• **Aufgabe**: Kannst du aus dem Material unten den Abschnitt von der Zeile mit „Tag the red“ bis einschließlich der Zeile mit „Query: red car“ wortgetreu wiederholen und dabei das Bild weglassen?

• **Quellmaterial**:
· · ·

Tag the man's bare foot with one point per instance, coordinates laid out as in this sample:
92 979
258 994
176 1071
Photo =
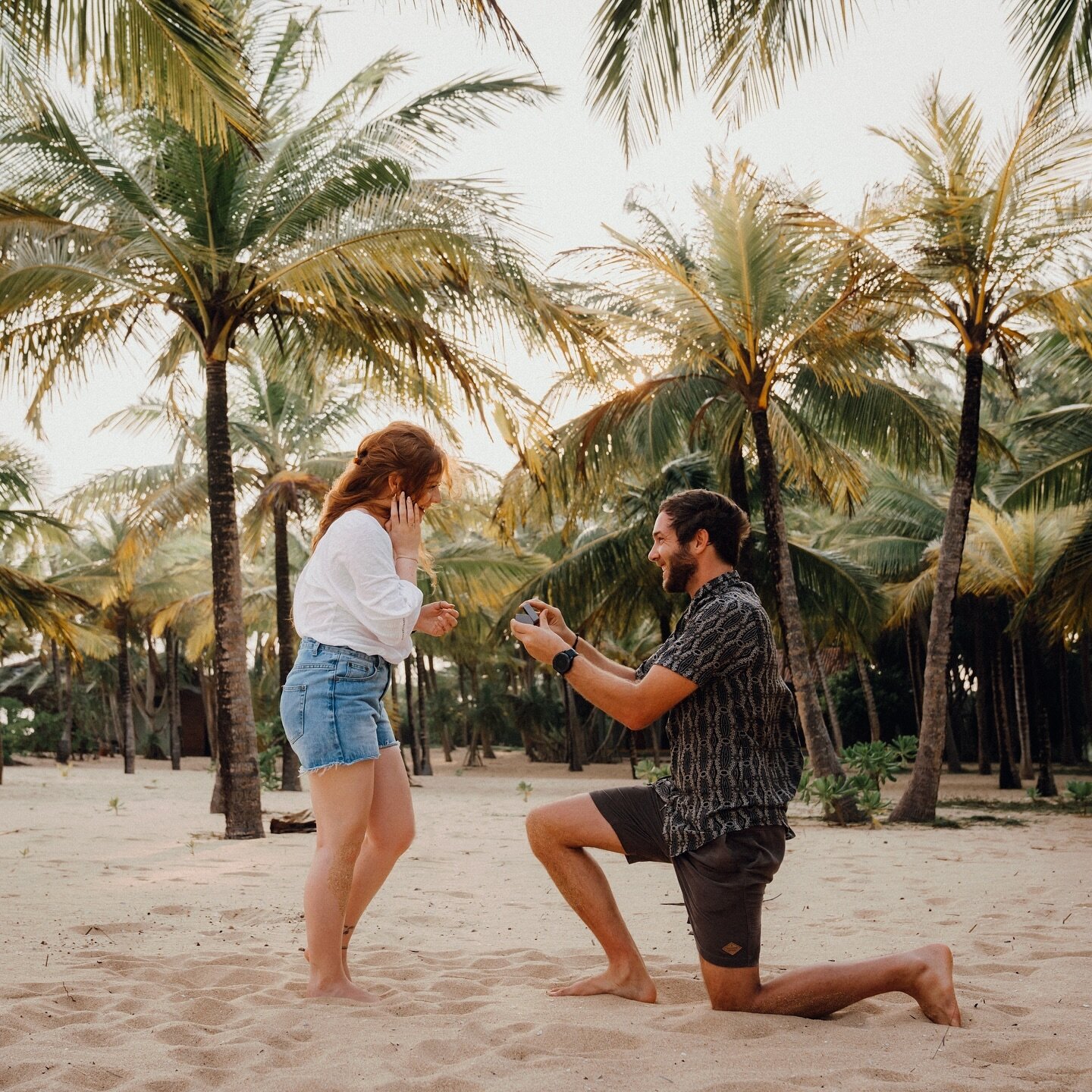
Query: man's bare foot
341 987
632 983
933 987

· · ·

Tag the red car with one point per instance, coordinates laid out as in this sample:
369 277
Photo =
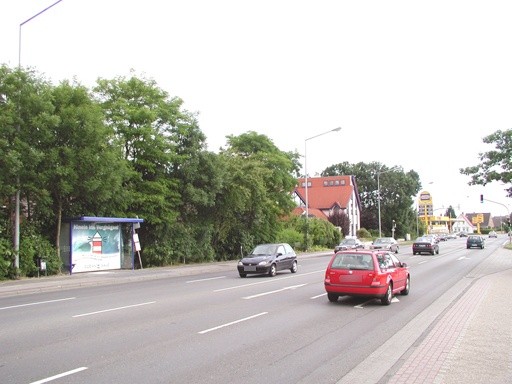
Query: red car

· · ·

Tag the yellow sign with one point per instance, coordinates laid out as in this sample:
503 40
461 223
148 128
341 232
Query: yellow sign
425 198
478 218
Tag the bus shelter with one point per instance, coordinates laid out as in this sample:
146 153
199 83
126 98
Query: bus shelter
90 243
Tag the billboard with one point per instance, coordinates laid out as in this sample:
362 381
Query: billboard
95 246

· · ·

• **Ergebnis**:
Tag the red car with one point per instance, coordinates laid out as in this sample:
369 277
Photo =
Query: red car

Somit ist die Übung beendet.